(Natural-language object grounding data)
....

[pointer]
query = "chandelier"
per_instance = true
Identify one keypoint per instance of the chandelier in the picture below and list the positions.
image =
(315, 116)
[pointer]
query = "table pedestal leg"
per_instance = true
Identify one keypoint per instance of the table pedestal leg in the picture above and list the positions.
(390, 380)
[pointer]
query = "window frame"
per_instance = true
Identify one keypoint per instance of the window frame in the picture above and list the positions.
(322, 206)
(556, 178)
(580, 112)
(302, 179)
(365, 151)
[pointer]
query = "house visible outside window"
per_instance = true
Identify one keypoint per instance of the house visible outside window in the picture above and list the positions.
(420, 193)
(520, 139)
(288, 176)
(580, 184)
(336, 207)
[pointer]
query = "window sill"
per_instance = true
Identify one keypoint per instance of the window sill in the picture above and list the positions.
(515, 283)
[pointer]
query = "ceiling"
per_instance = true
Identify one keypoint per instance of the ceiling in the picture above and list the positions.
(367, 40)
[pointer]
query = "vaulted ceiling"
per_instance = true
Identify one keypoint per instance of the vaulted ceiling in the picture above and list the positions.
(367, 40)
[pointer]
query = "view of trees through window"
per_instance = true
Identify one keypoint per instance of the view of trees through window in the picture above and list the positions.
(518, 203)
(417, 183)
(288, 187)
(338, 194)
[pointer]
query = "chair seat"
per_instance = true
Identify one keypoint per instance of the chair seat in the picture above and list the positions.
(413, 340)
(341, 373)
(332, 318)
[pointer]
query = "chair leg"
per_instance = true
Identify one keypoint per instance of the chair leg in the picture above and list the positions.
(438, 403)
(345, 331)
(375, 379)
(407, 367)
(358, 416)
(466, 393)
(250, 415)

....

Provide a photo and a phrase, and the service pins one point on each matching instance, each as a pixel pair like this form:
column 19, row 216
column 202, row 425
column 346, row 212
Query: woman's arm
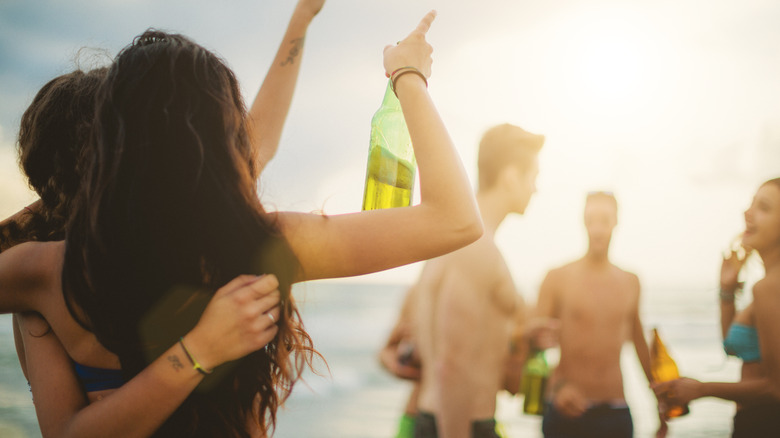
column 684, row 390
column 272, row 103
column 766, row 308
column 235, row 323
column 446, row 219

....

• **REQUIREMENT**
Return solely the number of lines in the data that include the word "chandelier".

• **SOLUTION FOR THIS EXERCISE**
2